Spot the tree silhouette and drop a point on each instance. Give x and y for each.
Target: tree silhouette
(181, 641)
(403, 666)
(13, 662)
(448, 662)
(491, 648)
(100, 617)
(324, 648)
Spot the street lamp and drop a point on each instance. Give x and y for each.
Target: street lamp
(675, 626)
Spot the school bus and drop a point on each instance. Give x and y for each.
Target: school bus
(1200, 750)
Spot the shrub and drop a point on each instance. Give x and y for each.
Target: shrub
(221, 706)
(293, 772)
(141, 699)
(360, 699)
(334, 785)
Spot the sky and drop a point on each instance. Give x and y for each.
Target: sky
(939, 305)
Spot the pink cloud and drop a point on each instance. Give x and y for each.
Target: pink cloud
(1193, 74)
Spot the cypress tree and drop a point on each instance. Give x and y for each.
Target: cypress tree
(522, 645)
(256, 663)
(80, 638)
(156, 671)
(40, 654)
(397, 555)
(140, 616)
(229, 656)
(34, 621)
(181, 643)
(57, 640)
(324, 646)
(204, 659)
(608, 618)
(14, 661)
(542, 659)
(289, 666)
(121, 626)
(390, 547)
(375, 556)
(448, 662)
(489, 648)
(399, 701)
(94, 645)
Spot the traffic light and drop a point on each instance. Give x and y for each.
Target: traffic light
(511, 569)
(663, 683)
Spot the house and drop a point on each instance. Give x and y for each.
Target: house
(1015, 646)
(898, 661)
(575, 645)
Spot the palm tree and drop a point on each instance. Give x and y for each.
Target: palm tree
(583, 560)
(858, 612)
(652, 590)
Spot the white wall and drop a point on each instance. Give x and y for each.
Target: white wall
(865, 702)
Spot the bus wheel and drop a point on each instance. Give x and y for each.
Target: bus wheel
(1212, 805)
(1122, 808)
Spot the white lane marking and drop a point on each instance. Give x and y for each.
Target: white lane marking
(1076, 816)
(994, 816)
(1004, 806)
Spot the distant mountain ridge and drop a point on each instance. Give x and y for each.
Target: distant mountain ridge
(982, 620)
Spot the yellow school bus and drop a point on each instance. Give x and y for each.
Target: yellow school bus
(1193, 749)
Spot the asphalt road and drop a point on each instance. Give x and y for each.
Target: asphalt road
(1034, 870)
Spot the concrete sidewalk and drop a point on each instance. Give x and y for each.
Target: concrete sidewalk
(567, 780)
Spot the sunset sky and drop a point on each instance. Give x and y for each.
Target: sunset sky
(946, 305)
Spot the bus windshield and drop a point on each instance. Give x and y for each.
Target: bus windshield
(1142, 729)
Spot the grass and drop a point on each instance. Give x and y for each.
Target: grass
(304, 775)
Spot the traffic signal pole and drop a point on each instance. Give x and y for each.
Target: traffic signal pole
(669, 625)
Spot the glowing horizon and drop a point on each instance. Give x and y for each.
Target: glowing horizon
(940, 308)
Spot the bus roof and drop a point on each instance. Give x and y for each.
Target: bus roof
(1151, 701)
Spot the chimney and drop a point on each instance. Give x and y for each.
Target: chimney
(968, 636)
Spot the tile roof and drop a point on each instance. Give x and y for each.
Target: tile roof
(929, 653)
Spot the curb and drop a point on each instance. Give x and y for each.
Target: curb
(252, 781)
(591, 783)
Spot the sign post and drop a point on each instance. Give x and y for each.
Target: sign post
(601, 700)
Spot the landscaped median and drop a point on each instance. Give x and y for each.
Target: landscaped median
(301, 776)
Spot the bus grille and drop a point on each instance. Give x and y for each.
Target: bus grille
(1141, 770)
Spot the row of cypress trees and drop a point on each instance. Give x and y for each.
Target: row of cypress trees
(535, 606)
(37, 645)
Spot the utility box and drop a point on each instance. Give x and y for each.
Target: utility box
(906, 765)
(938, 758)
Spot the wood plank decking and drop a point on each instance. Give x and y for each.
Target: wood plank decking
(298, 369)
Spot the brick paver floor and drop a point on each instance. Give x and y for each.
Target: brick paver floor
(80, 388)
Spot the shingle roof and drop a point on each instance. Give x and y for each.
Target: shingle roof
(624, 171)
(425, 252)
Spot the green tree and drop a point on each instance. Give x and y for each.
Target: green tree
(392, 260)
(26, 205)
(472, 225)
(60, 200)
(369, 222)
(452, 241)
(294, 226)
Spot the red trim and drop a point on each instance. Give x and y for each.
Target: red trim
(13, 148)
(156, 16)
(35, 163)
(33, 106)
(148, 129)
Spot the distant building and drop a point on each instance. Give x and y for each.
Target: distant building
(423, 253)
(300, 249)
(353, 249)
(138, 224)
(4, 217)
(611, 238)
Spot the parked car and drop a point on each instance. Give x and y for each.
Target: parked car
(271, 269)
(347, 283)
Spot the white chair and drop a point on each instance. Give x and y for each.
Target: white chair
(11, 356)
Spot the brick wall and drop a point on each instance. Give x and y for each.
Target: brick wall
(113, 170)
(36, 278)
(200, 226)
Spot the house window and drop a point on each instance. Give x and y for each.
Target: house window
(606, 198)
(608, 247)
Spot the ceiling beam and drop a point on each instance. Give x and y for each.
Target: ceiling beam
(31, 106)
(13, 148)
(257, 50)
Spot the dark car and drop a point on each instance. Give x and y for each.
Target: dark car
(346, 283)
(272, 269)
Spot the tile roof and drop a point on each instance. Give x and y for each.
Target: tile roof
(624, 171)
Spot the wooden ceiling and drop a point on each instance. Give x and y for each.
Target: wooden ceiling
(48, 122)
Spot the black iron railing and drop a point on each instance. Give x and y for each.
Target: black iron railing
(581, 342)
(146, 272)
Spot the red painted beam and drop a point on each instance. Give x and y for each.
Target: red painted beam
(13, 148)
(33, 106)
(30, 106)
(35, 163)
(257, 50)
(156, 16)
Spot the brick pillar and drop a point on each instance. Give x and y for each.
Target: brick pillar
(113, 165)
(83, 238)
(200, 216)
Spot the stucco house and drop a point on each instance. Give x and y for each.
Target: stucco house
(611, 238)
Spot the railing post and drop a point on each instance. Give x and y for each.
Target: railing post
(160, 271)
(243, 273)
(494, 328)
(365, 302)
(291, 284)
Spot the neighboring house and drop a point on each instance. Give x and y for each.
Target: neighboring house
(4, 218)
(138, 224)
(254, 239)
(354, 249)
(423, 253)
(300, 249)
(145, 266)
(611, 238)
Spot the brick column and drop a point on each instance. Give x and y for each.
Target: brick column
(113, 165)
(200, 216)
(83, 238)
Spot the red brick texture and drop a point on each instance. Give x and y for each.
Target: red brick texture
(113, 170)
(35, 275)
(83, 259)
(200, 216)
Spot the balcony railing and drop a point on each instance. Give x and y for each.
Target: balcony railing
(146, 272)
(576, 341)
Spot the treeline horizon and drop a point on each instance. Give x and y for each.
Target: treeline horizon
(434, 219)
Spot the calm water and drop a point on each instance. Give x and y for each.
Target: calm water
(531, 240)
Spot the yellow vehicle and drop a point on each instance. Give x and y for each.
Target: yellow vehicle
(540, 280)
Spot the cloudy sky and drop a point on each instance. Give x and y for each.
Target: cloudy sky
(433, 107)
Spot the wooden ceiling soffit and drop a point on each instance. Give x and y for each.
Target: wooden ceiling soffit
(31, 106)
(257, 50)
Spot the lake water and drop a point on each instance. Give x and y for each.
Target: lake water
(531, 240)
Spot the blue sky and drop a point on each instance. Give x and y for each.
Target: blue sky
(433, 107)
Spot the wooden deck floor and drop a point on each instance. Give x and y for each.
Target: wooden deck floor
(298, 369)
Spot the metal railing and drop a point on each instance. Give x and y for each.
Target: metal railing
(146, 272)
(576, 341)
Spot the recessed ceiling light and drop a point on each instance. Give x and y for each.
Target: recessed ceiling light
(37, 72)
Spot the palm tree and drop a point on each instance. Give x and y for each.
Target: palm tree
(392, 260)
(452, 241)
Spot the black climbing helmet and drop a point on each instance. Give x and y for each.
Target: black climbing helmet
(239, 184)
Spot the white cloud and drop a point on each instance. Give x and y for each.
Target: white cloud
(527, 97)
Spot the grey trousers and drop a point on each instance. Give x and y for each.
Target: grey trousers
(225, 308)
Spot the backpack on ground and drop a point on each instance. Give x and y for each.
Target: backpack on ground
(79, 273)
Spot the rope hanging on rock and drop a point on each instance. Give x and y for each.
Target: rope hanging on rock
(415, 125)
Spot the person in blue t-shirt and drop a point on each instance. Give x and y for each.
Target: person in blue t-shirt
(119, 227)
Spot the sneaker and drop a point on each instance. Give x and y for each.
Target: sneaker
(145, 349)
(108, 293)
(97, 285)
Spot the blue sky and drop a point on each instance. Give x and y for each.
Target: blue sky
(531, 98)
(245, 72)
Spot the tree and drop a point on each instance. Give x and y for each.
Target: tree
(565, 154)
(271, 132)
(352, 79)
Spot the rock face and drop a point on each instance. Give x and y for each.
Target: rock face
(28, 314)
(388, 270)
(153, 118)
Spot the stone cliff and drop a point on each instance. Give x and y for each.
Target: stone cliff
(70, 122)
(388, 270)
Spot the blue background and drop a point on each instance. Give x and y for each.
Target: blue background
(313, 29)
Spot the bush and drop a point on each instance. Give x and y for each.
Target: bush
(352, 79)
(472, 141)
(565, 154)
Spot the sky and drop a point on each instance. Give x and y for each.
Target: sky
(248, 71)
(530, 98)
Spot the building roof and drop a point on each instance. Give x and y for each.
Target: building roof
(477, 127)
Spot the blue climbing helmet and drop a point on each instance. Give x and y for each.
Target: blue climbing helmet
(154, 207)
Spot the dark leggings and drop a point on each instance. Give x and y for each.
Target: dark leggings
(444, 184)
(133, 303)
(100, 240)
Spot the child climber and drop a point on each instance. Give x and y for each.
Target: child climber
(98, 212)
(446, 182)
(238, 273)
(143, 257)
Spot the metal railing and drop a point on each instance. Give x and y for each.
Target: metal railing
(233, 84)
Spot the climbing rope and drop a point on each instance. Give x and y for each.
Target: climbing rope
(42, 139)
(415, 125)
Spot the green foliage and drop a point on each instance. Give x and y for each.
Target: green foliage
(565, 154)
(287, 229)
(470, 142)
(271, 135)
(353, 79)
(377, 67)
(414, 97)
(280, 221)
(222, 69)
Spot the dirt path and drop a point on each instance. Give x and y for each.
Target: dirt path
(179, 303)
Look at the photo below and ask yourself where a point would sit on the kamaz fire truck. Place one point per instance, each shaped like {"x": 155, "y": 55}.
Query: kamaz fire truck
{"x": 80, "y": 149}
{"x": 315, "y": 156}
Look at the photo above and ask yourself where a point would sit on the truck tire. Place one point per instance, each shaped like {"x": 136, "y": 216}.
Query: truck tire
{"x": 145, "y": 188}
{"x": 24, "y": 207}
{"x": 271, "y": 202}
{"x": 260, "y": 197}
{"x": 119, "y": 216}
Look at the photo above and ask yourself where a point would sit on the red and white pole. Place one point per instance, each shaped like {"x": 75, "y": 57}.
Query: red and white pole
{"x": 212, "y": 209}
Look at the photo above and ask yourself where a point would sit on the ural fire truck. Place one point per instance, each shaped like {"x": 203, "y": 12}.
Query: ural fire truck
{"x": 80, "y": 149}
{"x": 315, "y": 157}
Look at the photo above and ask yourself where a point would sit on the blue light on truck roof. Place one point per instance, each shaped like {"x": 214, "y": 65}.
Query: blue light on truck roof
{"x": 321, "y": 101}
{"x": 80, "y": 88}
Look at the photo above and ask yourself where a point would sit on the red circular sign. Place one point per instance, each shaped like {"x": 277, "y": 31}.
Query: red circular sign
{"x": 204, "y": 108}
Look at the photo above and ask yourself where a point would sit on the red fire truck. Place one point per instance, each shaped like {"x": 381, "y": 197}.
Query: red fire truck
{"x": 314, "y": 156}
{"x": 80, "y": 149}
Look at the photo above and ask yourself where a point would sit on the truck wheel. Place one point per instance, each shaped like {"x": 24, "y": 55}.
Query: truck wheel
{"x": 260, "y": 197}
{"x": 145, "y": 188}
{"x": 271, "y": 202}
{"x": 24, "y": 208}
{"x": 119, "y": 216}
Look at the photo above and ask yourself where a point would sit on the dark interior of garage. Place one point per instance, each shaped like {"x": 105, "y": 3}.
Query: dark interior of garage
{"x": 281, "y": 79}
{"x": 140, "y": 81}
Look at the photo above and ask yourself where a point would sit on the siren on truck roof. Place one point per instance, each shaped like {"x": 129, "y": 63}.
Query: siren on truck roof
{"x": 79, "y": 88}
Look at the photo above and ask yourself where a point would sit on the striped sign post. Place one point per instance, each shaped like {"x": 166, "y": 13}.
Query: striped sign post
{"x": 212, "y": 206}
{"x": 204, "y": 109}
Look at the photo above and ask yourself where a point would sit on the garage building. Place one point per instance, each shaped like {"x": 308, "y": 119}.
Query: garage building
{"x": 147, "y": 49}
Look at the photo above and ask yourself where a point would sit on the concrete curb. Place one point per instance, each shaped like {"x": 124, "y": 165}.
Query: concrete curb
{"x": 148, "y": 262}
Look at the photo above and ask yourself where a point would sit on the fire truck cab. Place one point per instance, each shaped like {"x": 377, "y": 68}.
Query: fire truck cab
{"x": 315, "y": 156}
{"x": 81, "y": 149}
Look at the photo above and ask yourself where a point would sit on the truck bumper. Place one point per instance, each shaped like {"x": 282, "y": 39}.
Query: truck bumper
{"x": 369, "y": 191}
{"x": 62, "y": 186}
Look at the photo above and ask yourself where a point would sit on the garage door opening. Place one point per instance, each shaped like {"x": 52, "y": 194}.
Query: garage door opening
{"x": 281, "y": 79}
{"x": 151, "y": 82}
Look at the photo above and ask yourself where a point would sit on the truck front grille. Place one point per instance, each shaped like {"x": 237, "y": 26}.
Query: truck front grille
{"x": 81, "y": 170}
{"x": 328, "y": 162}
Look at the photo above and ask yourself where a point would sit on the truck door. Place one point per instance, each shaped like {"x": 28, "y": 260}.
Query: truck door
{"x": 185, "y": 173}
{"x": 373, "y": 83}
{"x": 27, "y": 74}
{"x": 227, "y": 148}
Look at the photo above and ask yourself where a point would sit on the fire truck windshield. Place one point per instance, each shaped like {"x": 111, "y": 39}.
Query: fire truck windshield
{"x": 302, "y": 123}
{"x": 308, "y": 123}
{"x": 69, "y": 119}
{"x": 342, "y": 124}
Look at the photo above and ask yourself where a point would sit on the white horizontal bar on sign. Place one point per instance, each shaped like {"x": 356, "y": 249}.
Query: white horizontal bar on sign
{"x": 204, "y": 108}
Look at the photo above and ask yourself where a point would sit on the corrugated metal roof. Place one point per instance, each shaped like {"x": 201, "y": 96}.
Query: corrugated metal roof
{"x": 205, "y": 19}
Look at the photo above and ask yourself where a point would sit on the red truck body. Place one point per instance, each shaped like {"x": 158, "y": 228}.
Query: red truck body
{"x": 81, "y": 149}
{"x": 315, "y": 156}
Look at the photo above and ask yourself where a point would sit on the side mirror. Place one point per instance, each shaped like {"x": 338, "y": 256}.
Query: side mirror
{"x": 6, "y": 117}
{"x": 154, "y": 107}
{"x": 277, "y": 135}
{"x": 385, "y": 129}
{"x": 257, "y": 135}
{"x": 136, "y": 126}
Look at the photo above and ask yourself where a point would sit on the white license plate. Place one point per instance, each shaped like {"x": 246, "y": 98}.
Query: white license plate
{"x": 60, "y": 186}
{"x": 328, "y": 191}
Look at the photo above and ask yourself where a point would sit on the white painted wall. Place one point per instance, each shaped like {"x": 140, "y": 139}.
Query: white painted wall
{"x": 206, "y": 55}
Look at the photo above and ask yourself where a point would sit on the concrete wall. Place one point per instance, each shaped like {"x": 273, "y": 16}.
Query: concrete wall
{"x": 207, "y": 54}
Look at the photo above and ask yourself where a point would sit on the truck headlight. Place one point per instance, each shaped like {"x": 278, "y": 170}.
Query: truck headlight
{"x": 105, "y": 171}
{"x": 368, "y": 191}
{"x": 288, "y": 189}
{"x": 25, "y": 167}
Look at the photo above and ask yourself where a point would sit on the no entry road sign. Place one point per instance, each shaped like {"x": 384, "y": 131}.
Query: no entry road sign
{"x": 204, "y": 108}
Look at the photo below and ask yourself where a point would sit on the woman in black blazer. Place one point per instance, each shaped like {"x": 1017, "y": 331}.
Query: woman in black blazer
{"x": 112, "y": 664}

* [Problem statement]:
When a line of the entries contains the word "below", it counts toward the total; reply with that total alone.

* [Completed exercise]:
2